[WORK INSTRUCTIONS]
- 1) Please quote the passage on Canadian railway history, starting at "It is not the" and ending at "Scranton is appropriate.".
- 2) Continue the account of Canadian railway history from its final sentence.

[DOCUMENT EXCERPT]
It is not the purpose of this study to deal in depth with the history of the railroads whose locomotives are in the Steamtown collection, but a brief characterization of the two principal Canadian railroad systems whose locomotives are numbered among those in Scranton is appropriate.

The Canadian Pacific Railway was incorporated on February 17, 188110 take over a scheme of the Dominion government to build Canada's first transcontinental railroad, connecting the seaboard of British Columbia with the system of railways that already existed in eastern Canada. As was typical of major systems, the Canadian Pacific not only built much new trackage, but also bought up and eventually absorbed various existing railways. The Canadian Pacific received a subsidy of $25 million from the government and obtained exemption from taxation for all time. The Canadian Pacific completed extremely difficult construction across the Laurentian Shield north of the Great Lakes and the Canadian Rockies and the Selkirk Ranges to the Pacific Coast in 1886, and by 1920 had grown to a system of 8,355.9 miles of wholly owned trackage. The main line of the Canadian Pacific extended 2,894.7 miles from Montreal to Vancouver, essentially from the Atlantic to the Pacific. No single American railroad stretched similarly from the Atlantic seaboard to the Pacific Coast. The Canadian Pacific became one of the world's great railroad systems. Despite its government subsidy and exemption from taxation, it has always been essentially a private company.

The Canadian National Railways, in contrast, is a transcontinental railway system operating in many places in competition with the Canadian Pacific, but is a government-owned corporation, in effect a nationalized railway system. While a more recent system than that of the Canadian Pacific, its origins are nevertheless older. From the beginning, railways in Canada's Atlantic provinces had been sponsored and funded by provincial governments. On July 1, 1867. the new government of the Dominion of Canada inherited a collection of comparatively small railways from the provinces of New Brunswick and Nova Scotia. Subsequently the government sponsored and funded a new railway, the Intercolonial, to connect the railways of these maritime provinces with the privately owned railways of Quebec and Ontario. From time to time the government acquired additional railways, and operated them under the title Canadian Government Railways. Meanwhile, around the end of the 19th century, private capital again had undertaken new railway construction, in this case the Canadian Northern Railway built to serve the prairie provinces northwest of the Great Lakes. By 1914, the Dominion government again had a foot in the door, having acquired a considerable block of Canadian Northern common stock in exchange for loans advanced to the Canadian Northern. Again in financial difficulties in 1916, the Canadian Northern passed into the hands of government control, total acquisition being achieved in 1918. On December 20, 1918, the Dominion government established Canadian National Railways, a crown corporation, to place the Canadian Government Railways and the Canadian Northern railway system under a single management.

Another railway system in Canada that had an early start was that of the Grand Trunk Railway, incorporated in 1853 by British investors, and for many years the largest privately owned railway system in Canada. In 1903, the Grand Trunk worked out an agreement with the government of Canada to build a second transcontinental link between the east and the Pacific Coast. The Grand Trunk Railway established a subsidiary, the Grand Trunk Pacific, to build from Winnipeg to Prince Rupert, while the government undertook to build a subsidiary, the National Transcontinental, east from Winnipeg, which, when the Grand Trunk management declined to take over operation of the National Transcontinental, the government assigned to the Canadian Government Railways to operate. In 1919 the Grand Trunk Railway defaulted on Grand Trunk Pacific Railway securities, and it entered a government-managed receivership. Meanwhile, on March 31, 1919, work had begun on consolidating the Canadian Northern with the Canadian Government Railways, and the government legally amalgamated these two lines under Canadian National Railways effective January 20, 1923. The Grand Trunk Pacific Railway legally joined Canadian National Railways on January 30, 1923. Already, in July 1922, the government had included the 3,000 miles of the bankrupt Grand Trunk Railway in the new Canadian National Railways System.

[DATA EXCERPT]
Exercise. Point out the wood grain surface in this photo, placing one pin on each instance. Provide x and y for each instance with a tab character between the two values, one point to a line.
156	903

[RESPONSES FOR EACH TASK]
- 1)
It is not the purpose of this study to deal in depth with the history of the railroads whose locomotives are in the Steamtown collection, but a brief characterization of the two principal Canadian railroad systems whose locomotives are numbered among those in Scranton is appropriate.

- 2)
One might suppose that this narrative has nothing to do with United States history, and that the locomotives of Canadian railways, especially a government-owned Canadian railway, and locomotives built in Canada, have no place in an American railroad museum operated by the United States National Park Service. However, a number of historic factors undercut any such assumption.

Perhaps least significant, many Americans involved themselves in the building and operating of Canadian railroads. William Cornelius Van Home, who built the Canadian Pacific across the great Pacific Coast mountain ranges, is only one example of an American in Canadian employ, though perhaps the most notable one. Michael Heney, who became a distinguished railroad engineer, was another American who worked on the Canadian Pacific.

Somewhat more important, although Canada established an efficient locomotive-building industry of its own, its locomotive works tended to follow American practice so that most Canadian-built locomotives were similar in appearance to American-built locomotives, in vivid contrast to the extreme physical differences between American and Canadian locomotives on the one hand and European locomotives on the other. Furthermore, while the Canadian government and the Canadian Pacific owned some American railroads, for many years the American Locomotive Company owned and controlled the Montreal Locomotive Works. In more than one sense, then, the Canadian locomotive-building industry was an extension of the American locomotive-building industry.

Of much greater importance in establishing a connection between Canadian and American railroads historically, is a fact that would surprise most Americans: a significant part of the American railroad system has historically been owned or controlled by the two great Canadian railway systems. The original Grand Trunk Railway included lines in New England, the ultimate consequence of which was that the Canadian National Railways owned and controlled the Central Vermont Railway. Furthermore, Canadian National Railways owned and controlled another major American railroad, the Grand Trunk Western Railroad in Michigan and Illinois, which not only connected Chicago and Detroit but provided Detroit with its only commuter service. How many commuters riding behind Grand Trunk Western Locomotive No. 6038, a sister to the 6039 at Steamtown, realized that the company carrying them was owned by the government of Canada? Not only did the Canadian National Railways own railroads incorporated and operating in the United States, so did the Canadian Pacific Railway. Many Americans have heard of the "Soo Line," the Minneapolis, St. Paul and Sault Saint Marie Railway operating across North Dakota, Minnesota, Wisconsin, and Michigan, mostly west of the Great Lakes on the prairies. Few of them probably ever realized that the "Soo was owned and controlled by Canada's great private railway system, the Canadian Pacific. The Canadian Pacific also owned and controlled the Duluth, South Shore and Atlantic Railway, operating mostly in Michigan between Duluth, Minnesota, and Sault Saint Marie. Thus the two great Canadian railway systems are inextricably linked with the history of a number of railroads in the United States.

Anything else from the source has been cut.